PROBLEM: Please restate each entry word for word.

SUPPLIED ENTRIES Start Marker

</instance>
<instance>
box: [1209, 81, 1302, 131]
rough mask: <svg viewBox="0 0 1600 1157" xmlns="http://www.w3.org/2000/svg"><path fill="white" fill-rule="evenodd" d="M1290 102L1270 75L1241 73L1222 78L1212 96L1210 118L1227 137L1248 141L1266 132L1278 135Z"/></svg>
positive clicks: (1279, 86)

SUPPLIED ENTRIES End Marker

YOUR SOLUTION:
</instance>
<instance>
box: [1209, 81, 1302, 131]
rough mask: <svg viewBox="0 0 1600 1157" xmlns="http://www.w3.org/2000/svg"><path fill="white" fill-rule="evenodd" d="M1290 102L1270 75L1241 73L1222 78L1212 96L1210 118L1227 137L1248 141L1266 132L1278 135Z"/></svg>
positive clicks: (1279, 86)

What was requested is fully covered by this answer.